== THE REQUEST ==
Gather each line of the items below that contains the string "black". Matching is case-sensitive.

Recorded data:
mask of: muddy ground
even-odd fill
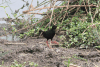
[[[53,40],[58,41],[59,39],[56,36]],[[27,38],[23,41],[13,42],[27,45],[8,45],[7,43],[12,42],[0,40],[1,67],[11,67],[14,60],[19,64],[26,62],[23,67],[35,67],[36,64],[38,64],[37,67],[67,67],[68,63],[70,63],[70,67],[100,67],[100,51],[95,48],[79,49],[55,46],[50,49],[45,42],[45,38]],[[33,66],[30,66],[31,62],[34,63]]]

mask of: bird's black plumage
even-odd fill
[[[53,25],[52,28],[48,31],[42,31],[40,30],[39,32],[42,32],[43,37],[45,37],[47,40],[49,39],[53,39],[54,35],[55,35],[55,29],[57,28],[57,26]]]

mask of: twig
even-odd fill
[[[26,43],[5,43],[5,45],[27,45]]]
[[[23,11],[23,13],[27,13],[29,11],[34,11],[34,10],[42,10],[42,9],[49,9],[49,8],[63,8],[63,7],[68,7],[68,6],[51,6],[51,7],[43,7],[43,8],[37,8],[37,9],[31,9],[31,10],[26,10],[26,11]],[[69,7],[97,7],[96,5],[69,5]]]

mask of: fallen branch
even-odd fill
[[[18,44],[18,45],[27,45],[26,43],[5,43],[5,45],[13,45],[13,44]]]
[[[97,7],[97,6],[96,5],[69,5],[69,6],[55,6],[54,8],[63,8],[63,7]],[[34,11],[34,10],[50,9],[50,8],[53,8],[53,6],[26,10],[26,11],[23,11],[23,13],[27,13],[29,11]]]

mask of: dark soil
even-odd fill
[[[54,40],[58,39],[56,37]],[[28,38],[22,42],[13,42],[26,43],[27,45],[5,45],[5,43],[9,43],[10,41],[0,40],[0,65],[4,61],[1,67],[10,67],[14,60],[19,64],[26,62],[24,67],[34,67],[29,65],[30,62],[37,63],[37,67],[67,67],[69,59],[70,67],[75,67],[74,65],[80,67],[100,67],[100,52],[97,49],[63,47],[50,49],[47,47],[45,41],[45,38]],[[71,66],[71,64],[73,65]]]

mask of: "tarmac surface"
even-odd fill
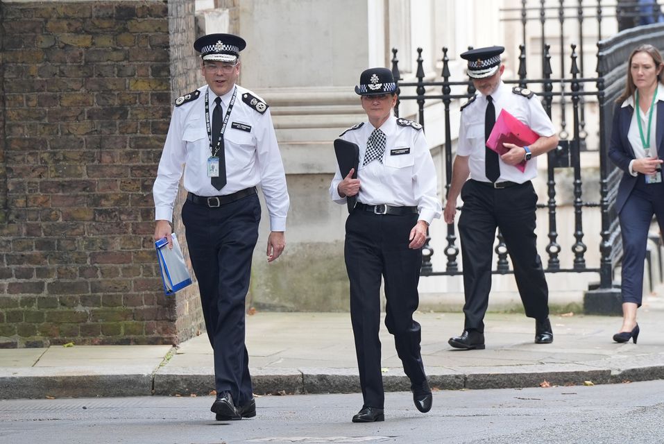
[[[536,344],[535,322],[488,314],[486,349],[457,350],[462,313],[422,313],[422,355],[434,389],[590,385],[664,379],[664,292],[638,311],[637,344],[612,336],[618,316],[550,316],[552,344]],[[360,391],[348,313],[258,312],[247,316],[246,344],[257,394]],[[386,391],[408,391],[391,335],[381,327]],[[92,345],[0,350],[0,399],[209,395],[214,387],[207,335],[170,345]]]

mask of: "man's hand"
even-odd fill
[[[271,231],[267,238],[267,262],[279,257],[286,248],[286,237],[282,231]]]
[[[427,228],[428,228],[429,224],[425,221],[417,221],[413,229],[410,230],[410,236],[408,237],[408,240],[410,241],[410,244],[408,244],[409,248],[416,250],[422,248],[427,241]]]
[[[657,159],[654,157],[643,157],[641,159],[637,159],[631,164],[631,169],[636,171],[637,173],[640,173],[641,174],[654,174],[658,168],[661,168],[662,166],[661,159]]]
[[[517,165],[523,162],[526,155],[526,151],[522,146],[518,146],[514,144],[503,144],[503,146],[506,148],[509,151],[500,156],[502,161],[508,165]]]
[[[359,192],[359,179],[352,178],[352,173],[355,172],[355,169],[351,168],[350,171],[348,171],[348,175],[339,182],[339,185],[337,186],[337,191],[340,196],[355,196]]]
[[[448,203],[445,204],[445,210],[443,212],[443,219],[445,223],[454,223],[454,216],[457,215],[457,199],[452,201],[448,199]]]
[[[169,248],[173,248],[173,239],[171,237],[171,223],[166,220],[160,219],[157,221],[157,225],[155,227],[155,241],[158,241],[166,238],[169,241]]]

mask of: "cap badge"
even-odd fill
[[[382,83],[378,83],[378,80],[379,80],[378,76],[376,76],[375,74],[373,74],[373,76],[371,76],[371,78],[370,78],[369,80],[371,82],[371,83],[368,85],[367,86],[369,87],[369,89],[371,89],[372,91],[380,89],[383,86]]]

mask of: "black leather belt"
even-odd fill
[[[470,179],[475,183],[479,183],[480,185],[484,185],[485,187],[491,187],[491,188],[495,188],[496,189],[502,189],[503,188],[509,188],[510,187],[516,187],[516,185],[522,185],[522,183],[519,183],[518,182],[510,182],[509,180],[505,180],[504,182],[482,182],[482,180],[475,180],[475,179]]]
[[[221,205],[241,199],[243,197],[256,194],[256,187],[245,188],[239,191],[225,196],[196,196],[194,193],[187,194],[187,200],[197,205],[204,205],[208,208],[219,208]]]
[[[365,203],[357,203],[355,208],[368,211],[374,214],[396,214],[405,216],[407,214],[417,214],[417,207],[393,207],[382,203],[377,205],[368,205]]]

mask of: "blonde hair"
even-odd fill
[[[638,53],[645,53],[649,56],[652,58],[653,62],[655,62],[655,66],[658,68],[664,65],[664,61],[662,60],[662,55],[659,53],[659,50],[657,49],[657,48],[648,44],[637,46],[634,51],[631,51],[631,53],[629,55],[629,58],[627,60],[627,78],[625,81],[625,89],[622,92],[622,94],[620,94],[620,96],[615,100],[615,101],[619,103],[624,102],[628,97],[633,96],[634,92],[636,90],[636,86],[634,85],[634,79],[631,76],[631,60]],[[660,83],[664,85],[664,69],[661,69],[659,74],[657,74],[657,79]]]

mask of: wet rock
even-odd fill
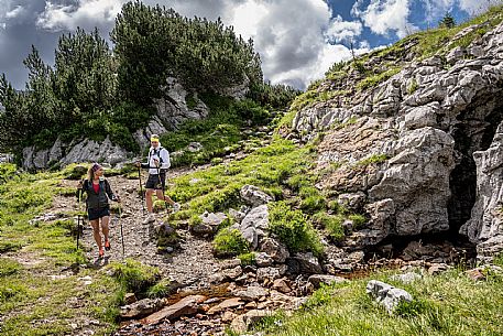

== RESULT OF THE TASK ==
mask of: bird's black plumage
mask of: "black leather belt"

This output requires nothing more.